Copy exactly, from the beginning of the material below, every line up to and including the one holding "pixel 472 525", with the pictures left out.

<<<<

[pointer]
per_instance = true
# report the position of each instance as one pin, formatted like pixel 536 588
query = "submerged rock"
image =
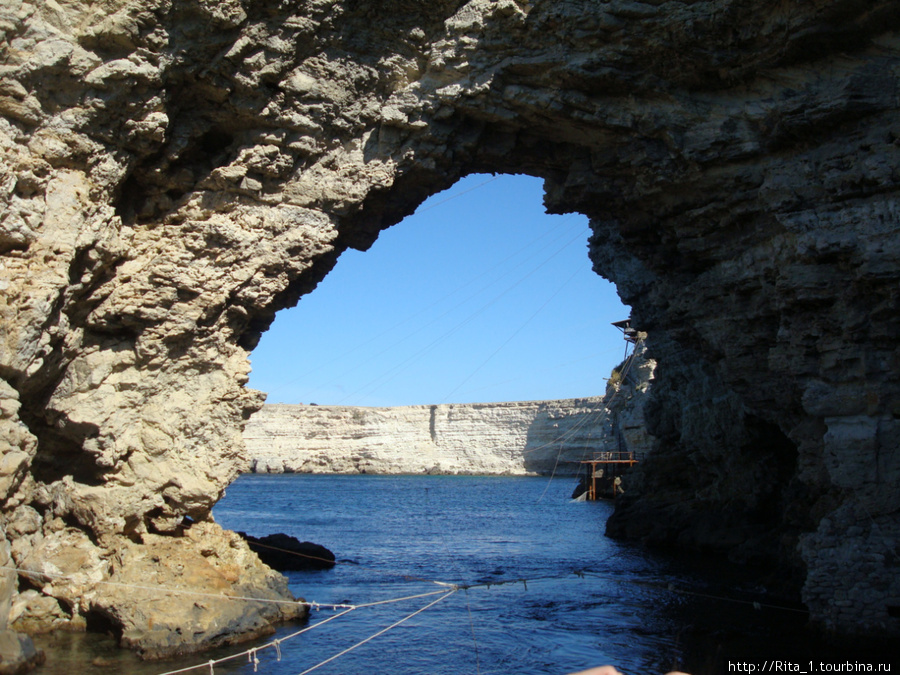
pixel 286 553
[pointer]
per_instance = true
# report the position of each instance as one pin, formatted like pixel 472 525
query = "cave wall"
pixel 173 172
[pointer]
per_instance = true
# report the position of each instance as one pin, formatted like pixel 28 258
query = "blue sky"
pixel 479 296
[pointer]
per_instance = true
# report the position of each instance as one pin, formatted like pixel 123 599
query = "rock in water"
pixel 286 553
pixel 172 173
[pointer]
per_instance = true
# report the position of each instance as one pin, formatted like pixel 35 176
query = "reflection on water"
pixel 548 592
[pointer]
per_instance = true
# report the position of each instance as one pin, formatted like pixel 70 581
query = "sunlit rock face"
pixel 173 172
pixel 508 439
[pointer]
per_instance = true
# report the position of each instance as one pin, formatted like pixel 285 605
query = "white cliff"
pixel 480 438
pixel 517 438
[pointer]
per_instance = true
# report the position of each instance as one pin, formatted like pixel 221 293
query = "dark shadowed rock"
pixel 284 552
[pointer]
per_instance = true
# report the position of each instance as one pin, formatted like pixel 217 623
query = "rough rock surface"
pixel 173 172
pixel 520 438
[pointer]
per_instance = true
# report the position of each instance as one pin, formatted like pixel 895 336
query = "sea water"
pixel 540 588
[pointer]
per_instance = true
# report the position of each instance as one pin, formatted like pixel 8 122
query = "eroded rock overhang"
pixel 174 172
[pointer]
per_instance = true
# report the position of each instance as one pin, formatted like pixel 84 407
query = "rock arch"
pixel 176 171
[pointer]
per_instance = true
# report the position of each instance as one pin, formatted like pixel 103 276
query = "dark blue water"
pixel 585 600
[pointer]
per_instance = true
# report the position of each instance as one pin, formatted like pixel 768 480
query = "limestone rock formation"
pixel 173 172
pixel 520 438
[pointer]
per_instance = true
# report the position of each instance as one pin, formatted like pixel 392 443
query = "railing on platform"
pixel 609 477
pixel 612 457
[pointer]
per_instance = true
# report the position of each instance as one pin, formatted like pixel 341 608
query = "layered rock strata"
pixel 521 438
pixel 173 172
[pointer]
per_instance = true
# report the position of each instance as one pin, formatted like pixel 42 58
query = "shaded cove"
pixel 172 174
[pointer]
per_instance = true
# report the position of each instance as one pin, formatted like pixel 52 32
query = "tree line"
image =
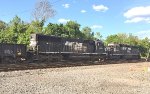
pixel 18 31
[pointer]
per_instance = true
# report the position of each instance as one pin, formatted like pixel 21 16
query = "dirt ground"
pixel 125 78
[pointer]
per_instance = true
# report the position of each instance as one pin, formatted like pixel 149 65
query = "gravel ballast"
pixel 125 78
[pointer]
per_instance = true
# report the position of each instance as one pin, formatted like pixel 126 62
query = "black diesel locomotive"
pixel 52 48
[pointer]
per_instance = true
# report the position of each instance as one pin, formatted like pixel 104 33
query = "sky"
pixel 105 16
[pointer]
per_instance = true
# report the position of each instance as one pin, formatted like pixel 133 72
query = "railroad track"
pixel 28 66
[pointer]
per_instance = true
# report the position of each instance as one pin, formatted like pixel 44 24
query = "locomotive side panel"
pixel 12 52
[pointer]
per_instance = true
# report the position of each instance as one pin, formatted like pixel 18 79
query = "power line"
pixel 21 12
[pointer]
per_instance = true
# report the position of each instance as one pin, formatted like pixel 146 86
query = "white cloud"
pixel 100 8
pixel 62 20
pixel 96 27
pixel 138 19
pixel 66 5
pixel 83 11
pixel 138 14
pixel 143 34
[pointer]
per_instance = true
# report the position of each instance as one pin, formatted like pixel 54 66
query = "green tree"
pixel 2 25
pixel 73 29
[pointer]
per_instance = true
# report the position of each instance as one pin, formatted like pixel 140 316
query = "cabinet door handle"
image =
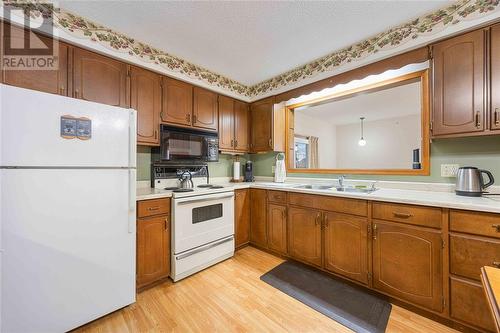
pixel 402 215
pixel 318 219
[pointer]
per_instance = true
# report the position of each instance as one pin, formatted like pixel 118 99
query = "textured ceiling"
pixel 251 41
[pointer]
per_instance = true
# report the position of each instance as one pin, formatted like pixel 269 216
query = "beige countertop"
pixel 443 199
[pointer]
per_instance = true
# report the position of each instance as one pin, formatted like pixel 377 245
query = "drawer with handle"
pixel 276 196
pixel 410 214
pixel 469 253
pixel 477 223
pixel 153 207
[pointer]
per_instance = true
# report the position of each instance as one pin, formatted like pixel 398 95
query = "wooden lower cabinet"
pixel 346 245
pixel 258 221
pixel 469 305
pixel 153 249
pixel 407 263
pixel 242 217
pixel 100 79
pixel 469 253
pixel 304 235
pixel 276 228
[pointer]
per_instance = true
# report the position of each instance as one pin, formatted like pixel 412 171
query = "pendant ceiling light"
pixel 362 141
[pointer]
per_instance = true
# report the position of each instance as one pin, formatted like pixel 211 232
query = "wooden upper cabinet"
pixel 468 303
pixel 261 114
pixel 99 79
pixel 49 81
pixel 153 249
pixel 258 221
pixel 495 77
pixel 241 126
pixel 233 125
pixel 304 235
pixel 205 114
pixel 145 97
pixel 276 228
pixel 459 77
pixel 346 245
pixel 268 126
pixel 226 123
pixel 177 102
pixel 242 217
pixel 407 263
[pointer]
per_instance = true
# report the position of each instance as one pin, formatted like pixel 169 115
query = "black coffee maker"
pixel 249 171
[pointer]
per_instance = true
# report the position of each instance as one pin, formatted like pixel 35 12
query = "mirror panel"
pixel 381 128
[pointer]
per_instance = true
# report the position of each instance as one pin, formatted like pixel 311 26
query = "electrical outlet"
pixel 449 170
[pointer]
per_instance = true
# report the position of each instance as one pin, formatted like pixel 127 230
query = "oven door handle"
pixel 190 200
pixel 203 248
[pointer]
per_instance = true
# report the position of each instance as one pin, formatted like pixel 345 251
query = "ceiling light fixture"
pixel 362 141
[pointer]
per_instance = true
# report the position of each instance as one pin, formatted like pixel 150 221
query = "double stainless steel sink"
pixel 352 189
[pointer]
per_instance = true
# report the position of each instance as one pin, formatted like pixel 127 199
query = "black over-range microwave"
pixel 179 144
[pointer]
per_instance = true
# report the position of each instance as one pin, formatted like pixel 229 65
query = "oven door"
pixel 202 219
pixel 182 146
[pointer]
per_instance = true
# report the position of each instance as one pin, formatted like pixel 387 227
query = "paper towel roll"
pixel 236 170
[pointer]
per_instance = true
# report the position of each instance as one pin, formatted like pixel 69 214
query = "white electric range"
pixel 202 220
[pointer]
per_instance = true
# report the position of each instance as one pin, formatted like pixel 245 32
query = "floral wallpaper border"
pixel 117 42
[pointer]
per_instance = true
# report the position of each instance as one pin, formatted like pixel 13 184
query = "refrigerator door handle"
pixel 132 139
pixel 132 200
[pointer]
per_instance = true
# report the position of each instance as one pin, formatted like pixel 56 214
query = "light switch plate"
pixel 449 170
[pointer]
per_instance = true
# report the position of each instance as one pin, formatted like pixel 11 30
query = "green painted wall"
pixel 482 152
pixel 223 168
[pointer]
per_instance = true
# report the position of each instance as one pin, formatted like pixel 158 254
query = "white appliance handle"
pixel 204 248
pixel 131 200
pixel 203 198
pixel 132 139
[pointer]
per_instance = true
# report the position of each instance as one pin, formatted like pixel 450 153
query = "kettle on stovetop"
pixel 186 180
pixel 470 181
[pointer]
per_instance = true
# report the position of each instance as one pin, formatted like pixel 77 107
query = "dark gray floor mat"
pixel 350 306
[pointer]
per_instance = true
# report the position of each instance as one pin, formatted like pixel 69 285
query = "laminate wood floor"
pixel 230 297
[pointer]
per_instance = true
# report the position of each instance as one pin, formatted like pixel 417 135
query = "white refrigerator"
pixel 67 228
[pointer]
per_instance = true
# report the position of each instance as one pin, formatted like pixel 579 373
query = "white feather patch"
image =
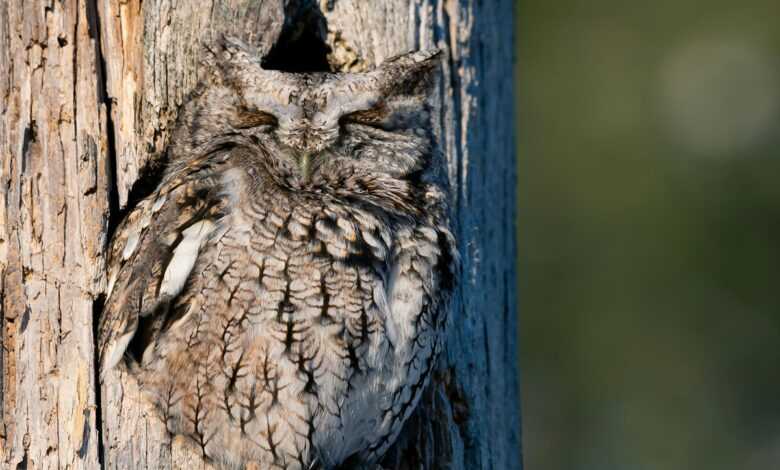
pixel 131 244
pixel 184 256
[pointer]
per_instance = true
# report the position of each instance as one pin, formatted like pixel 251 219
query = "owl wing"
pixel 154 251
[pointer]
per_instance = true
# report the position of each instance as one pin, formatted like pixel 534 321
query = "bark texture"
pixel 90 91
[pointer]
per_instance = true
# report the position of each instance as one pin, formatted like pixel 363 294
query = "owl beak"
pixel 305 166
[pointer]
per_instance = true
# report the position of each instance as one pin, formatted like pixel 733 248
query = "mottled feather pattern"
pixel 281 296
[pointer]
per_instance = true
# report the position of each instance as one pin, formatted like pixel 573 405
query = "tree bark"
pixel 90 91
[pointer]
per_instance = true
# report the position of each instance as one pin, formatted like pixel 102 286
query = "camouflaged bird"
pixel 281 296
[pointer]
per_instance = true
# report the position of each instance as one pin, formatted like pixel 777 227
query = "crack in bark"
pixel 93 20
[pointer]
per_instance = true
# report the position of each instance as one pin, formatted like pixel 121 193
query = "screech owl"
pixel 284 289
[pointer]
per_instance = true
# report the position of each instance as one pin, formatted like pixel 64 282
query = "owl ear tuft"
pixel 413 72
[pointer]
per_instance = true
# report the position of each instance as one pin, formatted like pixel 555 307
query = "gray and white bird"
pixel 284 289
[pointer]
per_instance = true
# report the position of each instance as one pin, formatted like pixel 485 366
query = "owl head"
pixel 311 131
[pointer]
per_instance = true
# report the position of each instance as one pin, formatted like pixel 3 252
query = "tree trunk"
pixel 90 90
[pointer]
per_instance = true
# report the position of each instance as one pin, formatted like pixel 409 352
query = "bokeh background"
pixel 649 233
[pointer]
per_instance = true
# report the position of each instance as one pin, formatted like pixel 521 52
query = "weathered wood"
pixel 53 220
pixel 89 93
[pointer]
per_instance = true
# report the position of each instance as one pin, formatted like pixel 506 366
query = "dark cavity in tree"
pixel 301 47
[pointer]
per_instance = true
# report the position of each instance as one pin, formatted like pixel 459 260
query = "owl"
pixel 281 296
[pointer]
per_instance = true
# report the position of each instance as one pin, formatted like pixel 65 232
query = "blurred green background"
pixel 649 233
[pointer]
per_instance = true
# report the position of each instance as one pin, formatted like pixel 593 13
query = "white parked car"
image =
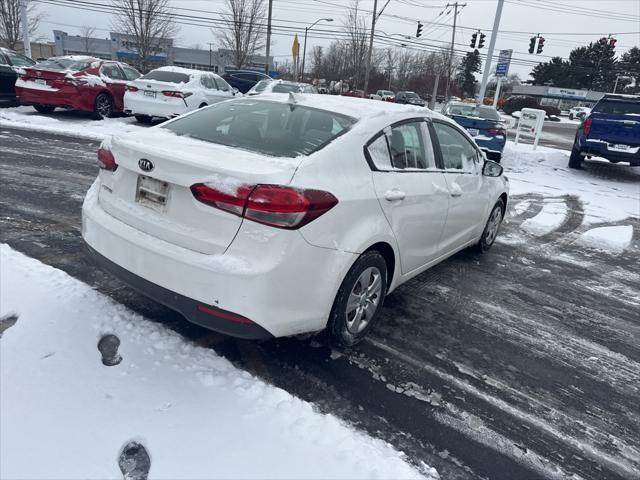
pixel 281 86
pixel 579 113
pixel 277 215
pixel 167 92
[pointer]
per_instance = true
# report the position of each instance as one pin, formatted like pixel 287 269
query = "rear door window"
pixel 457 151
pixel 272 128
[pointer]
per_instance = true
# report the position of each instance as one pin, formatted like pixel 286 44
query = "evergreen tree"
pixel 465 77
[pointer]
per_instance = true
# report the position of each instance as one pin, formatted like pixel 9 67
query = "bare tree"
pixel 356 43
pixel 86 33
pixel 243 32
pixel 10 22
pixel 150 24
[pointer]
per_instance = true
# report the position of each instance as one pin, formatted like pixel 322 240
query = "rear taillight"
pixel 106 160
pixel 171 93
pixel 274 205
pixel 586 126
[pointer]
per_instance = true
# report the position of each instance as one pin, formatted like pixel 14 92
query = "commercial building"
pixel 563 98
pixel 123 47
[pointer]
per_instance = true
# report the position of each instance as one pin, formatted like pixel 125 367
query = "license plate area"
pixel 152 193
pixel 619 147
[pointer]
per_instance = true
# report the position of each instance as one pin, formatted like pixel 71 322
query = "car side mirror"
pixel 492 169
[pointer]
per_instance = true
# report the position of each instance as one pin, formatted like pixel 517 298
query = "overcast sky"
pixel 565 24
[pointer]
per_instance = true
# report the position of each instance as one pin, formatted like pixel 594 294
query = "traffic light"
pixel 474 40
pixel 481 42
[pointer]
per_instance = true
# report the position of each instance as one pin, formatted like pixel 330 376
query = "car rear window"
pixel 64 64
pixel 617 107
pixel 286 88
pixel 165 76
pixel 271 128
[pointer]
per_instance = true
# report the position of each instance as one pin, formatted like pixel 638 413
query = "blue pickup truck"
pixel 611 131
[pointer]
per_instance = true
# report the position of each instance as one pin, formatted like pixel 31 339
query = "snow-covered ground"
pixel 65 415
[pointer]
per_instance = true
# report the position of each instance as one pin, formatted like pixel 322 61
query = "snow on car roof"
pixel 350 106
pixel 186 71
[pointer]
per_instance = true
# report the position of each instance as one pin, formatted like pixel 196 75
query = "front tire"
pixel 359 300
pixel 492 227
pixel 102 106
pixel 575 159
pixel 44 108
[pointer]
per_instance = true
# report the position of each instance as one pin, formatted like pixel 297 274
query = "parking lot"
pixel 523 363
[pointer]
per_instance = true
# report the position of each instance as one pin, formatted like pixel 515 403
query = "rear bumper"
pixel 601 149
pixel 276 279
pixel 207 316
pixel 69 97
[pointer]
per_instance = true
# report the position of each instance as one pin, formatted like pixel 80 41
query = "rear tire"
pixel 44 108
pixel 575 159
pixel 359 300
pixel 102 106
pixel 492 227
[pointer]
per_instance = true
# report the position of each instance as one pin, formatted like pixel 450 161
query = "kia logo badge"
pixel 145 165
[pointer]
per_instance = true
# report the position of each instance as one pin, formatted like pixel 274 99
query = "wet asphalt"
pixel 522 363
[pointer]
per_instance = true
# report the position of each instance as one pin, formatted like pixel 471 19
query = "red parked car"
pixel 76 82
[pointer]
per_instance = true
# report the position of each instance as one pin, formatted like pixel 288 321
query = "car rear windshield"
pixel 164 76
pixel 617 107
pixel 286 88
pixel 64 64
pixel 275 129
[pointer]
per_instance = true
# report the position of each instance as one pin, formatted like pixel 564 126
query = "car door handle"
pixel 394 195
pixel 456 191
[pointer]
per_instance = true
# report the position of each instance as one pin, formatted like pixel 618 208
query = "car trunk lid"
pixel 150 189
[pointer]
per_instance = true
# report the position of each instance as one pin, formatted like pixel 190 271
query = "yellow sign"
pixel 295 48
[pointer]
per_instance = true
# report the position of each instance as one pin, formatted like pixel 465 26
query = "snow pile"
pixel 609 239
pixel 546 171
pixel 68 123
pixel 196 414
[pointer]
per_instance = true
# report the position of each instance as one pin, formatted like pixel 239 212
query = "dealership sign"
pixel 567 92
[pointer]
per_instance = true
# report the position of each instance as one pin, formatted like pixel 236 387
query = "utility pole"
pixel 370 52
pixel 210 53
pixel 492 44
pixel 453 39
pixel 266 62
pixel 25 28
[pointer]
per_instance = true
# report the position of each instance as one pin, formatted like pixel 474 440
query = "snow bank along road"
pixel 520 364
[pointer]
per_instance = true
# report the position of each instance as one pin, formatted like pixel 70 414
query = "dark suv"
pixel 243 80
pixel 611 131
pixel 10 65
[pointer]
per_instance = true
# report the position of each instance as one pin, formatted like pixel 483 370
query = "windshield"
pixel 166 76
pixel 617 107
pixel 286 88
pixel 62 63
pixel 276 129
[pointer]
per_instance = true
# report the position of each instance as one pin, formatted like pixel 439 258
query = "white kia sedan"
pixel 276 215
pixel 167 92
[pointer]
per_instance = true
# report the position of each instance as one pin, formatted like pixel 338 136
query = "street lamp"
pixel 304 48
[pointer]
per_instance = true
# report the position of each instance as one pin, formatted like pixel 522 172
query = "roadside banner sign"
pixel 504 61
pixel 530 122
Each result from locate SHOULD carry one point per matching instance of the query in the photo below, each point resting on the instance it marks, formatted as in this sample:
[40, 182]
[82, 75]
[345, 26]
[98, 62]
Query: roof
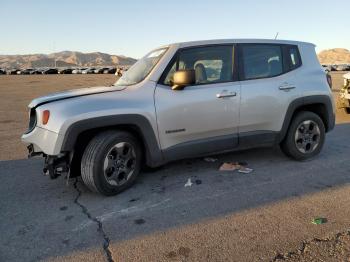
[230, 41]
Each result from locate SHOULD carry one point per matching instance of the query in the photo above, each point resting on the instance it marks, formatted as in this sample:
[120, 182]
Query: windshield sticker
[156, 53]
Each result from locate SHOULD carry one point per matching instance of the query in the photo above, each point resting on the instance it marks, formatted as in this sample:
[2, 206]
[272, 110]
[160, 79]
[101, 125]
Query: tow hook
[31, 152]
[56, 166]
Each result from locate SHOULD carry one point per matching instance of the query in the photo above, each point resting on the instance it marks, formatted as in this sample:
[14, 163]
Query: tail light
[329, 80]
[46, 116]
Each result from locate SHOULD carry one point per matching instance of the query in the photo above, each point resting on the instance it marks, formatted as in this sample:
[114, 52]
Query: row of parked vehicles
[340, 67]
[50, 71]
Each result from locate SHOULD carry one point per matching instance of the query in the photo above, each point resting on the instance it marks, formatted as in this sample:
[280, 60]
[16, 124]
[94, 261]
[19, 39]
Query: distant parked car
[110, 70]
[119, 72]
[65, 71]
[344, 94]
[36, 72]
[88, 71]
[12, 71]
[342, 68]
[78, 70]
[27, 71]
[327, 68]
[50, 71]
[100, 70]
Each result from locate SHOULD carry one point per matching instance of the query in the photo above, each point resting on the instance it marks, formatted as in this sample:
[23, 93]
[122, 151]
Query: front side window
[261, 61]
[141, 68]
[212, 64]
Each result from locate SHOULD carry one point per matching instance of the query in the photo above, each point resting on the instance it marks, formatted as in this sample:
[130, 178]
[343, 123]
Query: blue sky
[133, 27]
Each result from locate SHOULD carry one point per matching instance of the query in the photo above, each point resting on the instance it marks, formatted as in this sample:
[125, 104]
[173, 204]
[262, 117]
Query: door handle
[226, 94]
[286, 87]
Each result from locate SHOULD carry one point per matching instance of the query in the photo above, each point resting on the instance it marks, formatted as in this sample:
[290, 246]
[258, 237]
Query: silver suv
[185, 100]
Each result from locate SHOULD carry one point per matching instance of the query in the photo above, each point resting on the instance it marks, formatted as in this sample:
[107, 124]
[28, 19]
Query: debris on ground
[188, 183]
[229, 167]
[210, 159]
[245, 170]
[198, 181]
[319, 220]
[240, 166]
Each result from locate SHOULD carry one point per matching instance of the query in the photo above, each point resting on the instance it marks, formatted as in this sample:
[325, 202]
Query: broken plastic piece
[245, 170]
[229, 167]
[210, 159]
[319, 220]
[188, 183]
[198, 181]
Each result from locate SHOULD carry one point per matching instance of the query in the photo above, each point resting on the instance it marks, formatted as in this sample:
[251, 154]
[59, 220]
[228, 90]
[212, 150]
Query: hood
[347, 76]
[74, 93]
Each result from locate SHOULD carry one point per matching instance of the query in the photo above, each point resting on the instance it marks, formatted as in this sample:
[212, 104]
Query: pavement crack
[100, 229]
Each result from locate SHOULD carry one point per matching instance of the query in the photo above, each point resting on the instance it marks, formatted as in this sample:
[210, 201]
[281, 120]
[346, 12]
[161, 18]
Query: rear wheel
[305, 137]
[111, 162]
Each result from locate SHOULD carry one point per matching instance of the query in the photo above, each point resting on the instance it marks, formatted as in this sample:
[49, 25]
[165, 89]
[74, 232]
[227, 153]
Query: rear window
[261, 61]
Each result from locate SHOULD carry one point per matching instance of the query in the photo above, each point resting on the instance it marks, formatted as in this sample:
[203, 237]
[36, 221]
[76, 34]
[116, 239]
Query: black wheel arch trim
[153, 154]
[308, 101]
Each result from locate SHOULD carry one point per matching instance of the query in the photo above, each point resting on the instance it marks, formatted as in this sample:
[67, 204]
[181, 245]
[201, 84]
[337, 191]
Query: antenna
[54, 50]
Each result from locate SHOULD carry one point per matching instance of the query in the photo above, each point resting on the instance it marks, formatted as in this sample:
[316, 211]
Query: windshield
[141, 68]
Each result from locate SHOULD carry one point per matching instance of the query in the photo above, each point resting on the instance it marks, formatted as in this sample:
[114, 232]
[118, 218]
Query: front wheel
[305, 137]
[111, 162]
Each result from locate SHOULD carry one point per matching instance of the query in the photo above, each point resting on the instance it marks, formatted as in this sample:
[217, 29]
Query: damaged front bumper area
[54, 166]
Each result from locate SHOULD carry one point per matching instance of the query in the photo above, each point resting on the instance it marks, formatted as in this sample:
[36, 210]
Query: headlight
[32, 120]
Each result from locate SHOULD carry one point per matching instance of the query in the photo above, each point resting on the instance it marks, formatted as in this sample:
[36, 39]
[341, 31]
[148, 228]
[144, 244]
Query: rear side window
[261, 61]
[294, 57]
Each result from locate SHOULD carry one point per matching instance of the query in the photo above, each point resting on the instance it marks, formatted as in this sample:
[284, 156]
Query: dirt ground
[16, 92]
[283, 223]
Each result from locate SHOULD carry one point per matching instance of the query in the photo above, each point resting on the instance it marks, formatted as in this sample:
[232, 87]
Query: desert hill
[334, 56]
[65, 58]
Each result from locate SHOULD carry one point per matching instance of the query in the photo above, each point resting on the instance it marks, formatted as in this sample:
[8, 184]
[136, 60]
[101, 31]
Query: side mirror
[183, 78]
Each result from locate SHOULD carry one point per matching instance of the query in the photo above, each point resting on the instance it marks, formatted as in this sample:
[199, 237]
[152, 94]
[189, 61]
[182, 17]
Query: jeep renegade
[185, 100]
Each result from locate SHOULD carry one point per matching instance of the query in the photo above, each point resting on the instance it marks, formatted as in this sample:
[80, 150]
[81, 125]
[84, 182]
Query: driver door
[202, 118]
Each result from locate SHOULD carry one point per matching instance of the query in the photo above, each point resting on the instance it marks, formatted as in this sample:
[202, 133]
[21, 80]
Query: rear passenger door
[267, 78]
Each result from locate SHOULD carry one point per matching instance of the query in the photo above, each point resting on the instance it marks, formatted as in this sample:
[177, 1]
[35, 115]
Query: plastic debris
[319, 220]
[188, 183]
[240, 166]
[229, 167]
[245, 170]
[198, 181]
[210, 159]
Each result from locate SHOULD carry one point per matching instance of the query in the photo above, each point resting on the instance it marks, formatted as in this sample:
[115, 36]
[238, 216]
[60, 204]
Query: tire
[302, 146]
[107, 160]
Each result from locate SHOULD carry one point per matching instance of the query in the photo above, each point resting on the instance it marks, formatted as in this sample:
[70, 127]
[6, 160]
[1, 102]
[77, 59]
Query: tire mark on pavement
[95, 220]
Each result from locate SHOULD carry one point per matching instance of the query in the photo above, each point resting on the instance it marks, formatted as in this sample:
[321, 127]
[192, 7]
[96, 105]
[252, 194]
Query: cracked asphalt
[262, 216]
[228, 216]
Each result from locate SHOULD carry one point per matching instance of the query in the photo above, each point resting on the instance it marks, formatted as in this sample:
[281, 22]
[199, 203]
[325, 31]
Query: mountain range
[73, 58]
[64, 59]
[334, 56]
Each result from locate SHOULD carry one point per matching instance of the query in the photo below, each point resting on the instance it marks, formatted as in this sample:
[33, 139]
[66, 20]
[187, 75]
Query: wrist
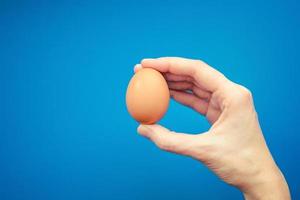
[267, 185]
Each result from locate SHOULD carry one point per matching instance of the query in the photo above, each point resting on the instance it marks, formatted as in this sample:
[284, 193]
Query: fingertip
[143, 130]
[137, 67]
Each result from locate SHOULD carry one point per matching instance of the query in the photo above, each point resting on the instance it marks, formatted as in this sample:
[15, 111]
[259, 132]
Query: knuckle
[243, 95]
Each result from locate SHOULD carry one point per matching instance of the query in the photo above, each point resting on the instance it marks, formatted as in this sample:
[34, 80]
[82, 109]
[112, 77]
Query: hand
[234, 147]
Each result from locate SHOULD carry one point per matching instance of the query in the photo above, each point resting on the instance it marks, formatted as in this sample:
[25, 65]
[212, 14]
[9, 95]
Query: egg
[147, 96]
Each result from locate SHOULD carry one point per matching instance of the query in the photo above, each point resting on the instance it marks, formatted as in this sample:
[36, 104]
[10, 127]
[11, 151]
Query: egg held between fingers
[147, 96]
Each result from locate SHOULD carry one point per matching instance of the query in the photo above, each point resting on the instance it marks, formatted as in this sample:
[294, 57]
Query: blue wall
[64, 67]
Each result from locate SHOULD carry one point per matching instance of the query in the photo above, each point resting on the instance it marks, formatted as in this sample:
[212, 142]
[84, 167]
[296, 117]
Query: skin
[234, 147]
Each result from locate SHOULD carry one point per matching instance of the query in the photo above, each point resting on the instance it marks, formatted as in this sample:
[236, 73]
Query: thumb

>>>>

### RESPONSE TO THIS EXERCISE
[pointer]
per_instance = true
# report the position of each instance as one pin, formatted like pixel 536 588
query = "submerged rock"
image =
pixel 286 553
[pointer]
per_instance = true
# report the position of each instance as one pin, formatted like pixel 472 525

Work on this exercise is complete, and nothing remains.